Write out all of the records precisely. Skip anything that is a picture.
++++ INPUT RECORDS ++++
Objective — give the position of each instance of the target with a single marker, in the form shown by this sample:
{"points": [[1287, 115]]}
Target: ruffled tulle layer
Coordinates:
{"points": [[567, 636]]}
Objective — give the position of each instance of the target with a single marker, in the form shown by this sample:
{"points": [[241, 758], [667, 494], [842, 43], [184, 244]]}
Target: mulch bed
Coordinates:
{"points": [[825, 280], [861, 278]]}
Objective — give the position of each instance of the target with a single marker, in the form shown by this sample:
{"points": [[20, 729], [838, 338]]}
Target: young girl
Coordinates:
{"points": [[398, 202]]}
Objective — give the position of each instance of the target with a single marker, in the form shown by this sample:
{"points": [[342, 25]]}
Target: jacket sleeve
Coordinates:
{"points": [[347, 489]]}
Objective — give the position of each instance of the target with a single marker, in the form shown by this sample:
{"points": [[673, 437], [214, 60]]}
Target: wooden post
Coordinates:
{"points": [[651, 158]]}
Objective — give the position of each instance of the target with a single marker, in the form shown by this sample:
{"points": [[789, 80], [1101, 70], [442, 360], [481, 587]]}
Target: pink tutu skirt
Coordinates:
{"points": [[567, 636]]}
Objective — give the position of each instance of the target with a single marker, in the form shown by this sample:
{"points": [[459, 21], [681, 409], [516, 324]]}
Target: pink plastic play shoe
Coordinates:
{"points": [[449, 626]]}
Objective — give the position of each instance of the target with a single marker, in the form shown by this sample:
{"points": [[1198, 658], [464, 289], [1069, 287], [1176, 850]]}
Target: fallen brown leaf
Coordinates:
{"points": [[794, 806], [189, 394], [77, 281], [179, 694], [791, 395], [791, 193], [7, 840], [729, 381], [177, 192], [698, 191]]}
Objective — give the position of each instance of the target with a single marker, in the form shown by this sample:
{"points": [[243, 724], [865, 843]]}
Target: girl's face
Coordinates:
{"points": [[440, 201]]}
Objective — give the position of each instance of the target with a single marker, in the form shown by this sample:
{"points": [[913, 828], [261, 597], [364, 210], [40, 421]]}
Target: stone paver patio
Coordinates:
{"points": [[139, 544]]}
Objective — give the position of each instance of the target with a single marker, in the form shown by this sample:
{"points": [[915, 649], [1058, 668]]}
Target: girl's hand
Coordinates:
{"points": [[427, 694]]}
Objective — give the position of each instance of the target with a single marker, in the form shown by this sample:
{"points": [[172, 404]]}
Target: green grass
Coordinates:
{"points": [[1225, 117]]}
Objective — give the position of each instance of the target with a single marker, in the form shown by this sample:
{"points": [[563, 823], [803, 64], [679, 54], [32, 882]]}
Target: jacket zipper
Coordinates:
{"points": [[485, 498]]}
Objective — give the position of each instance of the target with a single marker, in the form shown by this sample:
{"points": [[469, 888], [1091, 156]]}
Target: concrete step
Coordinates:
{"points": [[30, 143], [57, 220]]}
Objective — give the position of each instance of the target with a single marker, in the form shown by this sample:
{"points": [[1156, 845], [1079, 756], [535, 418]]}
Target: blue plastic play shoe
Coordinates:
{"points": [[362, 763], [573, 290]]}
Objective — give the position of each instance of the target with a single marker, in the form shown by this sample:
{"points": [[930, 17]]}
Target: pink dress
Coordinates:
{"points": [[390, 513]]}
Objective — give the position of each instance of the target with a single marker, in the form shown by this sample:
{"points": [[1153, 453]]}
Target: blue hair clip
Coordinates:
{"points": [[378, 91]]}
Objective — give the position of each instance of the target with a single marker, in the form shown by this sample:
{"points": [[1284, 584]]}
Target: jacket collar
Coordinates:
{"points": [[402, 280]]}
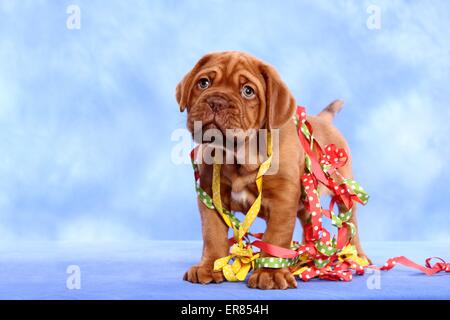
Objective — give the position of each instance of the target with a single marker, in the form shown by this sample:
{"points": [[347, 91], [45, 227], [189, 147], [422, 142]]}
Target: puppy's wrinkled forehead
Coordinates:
{"points": [[233, 68]]}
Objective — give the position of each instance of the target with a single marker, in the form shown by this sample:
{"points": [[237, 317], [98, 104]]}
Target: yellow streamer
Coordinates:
{"points": [[242, 256]]}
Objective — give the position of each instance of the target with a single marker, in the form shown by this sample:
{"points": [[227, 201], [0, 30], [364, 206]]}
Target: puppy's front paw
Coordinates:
{"points": [[272, 279], [203, 274]]}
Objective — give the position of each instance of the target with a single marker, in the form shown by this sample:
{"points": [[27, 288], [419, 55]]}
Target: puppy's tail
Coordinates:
{"points": [[330, 111]]}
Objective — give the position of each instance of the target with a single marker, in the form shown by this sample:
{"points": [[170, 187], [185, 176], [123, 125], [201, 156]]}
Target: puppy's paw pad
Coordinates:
{"points": [[203, 274], [266, 279]]}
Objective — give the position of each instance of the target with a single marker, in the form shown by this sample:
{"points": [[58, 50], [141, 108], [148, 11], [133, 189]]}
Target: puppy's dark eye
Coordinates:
{"points": [[203, 83], [248, 92]]}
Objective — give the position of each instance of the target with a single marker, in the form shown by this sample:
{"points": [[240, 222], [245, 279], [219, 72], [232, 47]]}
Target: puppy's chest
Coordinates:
{"points": [[243, 191]]}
++++
EXERCISE OUTPUT:
Objective — give the position of each instance of the target with a single marker, in the form shown by this sample:
{"points": [[1287, 115]]}
Target: ruffled tulle layer
Coordinates:
{"points": [[567, 636]]}
Objective — give the position of each instance of the target with a single marker, in the form shown by this sample:
{"points": [[241, 758], [667, 494], [842, 43], [184, 244]]}
Target: mulch bed
Coordinates:
{"points": [[825, 280], [861, 278]]}
Objective — give the position of each instance of the target with a single marker, in the form shown by this sample:
{"points": [[20, 729], [838, 338]]}
Target: young girl
Coordinates:
{"points": [[398, 202]]}
Objective — give the position of each instance of the target with a single marker, in the form shown by this sample:
{"points": [[342, 25]]}
Target: jacket sleeve
Coordinates:
{"points": [[347, 489]]}
Objective — give the position of each instance of the target with a single marker, in the form shown by this sample:
{"points": [[673, 437], [214, 60]]}
Target: wooden post
Coordinates:
{"points": [[651, 158]]}
Objective — give the position of each instance of the target with a single marker, in the form shown by this sample:
{"points": [[789, 80], [1101, 70], [442, 360], [481, 587]]}
Target: pink tutu skirt
Coordinates:
{"points": [[567, 636]]}
Objective — give the position of each instance of the target with a single marker, in the form shown by this sample:
{"points": [[459, 21], [681, 409], [516, 324]]}
Target: pink plastic play shoe
Coordinates:
{"points": [[449, 626]]}
Objective — give the position of each instance of the target with a single marker, in the form shown by this sample:
{"points": [[1198, 658], [464, 289], [1069, 287], [1176, 850]]}
Target: fallen brown leaf
Coordinates:
{"points": [[794, 806], [189, 394], [77, 281], [179, 694], [791, 395], [791, 193], [7, 840], [729, 381], [177, 192], [698, 191]]}
Objective — give the position of each instance of the target with a single marker, in the form shown by this sample:
{"points": [[243, 724], [865, 843]]}
Target: girl's face
Coordinates:
{"points": [[440, 201]]}
Objective — give the position of each instance of the target with a single marker, in the form shown by this sample:
{"points": [[913, 828], [261, 597], [364, 210], [40, 421]]}
Target: stone paver patio
Coordinates:
{"points": [[139, 544]]}
Objective — give the position of each instance of the target with a single marker, in the form shown by this sample:
{"points": [[915, 649], [1058, 668]]}
Target: girl's hand
Coordinates:
{"points": [[427, 694]]}
Objective — give the position of each instance of the target with a single marker, in the form shown by this sample:
{"points": [[172, 404]]}
Target: green grass
Coordinates:
{"points": [[1225, 117]]}
Objective — give the position of each instance of the target with a single marker, in the form shown by this sample:
{"points": [[563, 823], [803, 64], [679, 54], [32, 882]]}
Target: jacket zipper
Coordinates:
{"points": [[485, 498]]}
Objective — give the position of each instance of the target with a single marker, in the form shown by this sample:
{"points": [[469, 888], [1091, 156]]}
Target: concrete step
Coordinates:
{"points": [[30, 143], [57, 220]]}
Objective — give the position of each instance of the target with a single marker, in the form shown by this sample:
{"points": [[1156, 845], [1079, 756], [535, 418]]}
Target: blue plastic play shoe
Coordinates:
{"points": [[362, 763], [573, 290]]}
Objective — give the position of each instance of the target with a single marker, in the form shown by this sample:
{"points": [[930, 17]]}
Target: pink dress
Coordinates:
{"points": [[390, 513]]}
Objective — give the position of each instance of the target with a single marker, in the form shown by this sample:
{"points": [[1153, 453]]}
Target: blue hair clip
Coordinates:
{"points": [[378, 91]]}
Objective — give the position of each instance of the target with a single marker, in the form shown by this sample:
{"points": [[1284, 584]]}
Target: jacket collar
Coordinates:
{"points": [[402, 280]]}
Objective — give the position of each instance of the target with a single marker, in the form shown by this sample:
{"points": [[347, 91], [45, 227], [189, 147], [422, 142]]}
Target: puppy's wrinkled forehead
Coordinates:
{"points": [[233, 68]]}
Objective — give the position of each instance of the target with a single marker, in the form shown by this sample:
{"points": [[237, 317], [98, 104]]}
Target: yellow streamer
Coordinates:
{"points": [[242, 256]]}
Objective — give the position of each instance of the target with a single marker, in the form shown by this sample:
{"points": [[227, 201], [0, 30], [364, 206]]}
Target: puppy's front paw
Coordinates:
{"points": [[272, 279], [203, 274]]}
Objective — give the position of each instance of the target with a single marker, in the form shown by this sample:
{"points": [[27, 288], [419, 55]]}
Target: puppy's tail
Coordinates:
{"points": [[330, 111]]}
Objective — give the position of each instance of the target with a single marker, in the form shown by this sample:
{"points": [[170, 187], [185, 176], [123, 125], [201, 156]]}
Target: puppy's paw pad
Coordinates:
{"points": [[203, 274], [266, 279]]}
Objective — give the position of each instance of the target with a single marker, in the form shown by this sample:
{"points": [[58, 50], [141, 108], [148, 11], [133, 189]]}
Target: puppy's dark eye
Coordinates:
{"points": [[203, 83], [248, 92]]}
Objective — give the position of each instance of the target with a single marker, in the form shown by this sample:
{"points": [[240, 222], [245, 279], [219, 72], [232, 47]]}
Target: puppy's chest
Coordinates:
{"points": [[243, 191]]}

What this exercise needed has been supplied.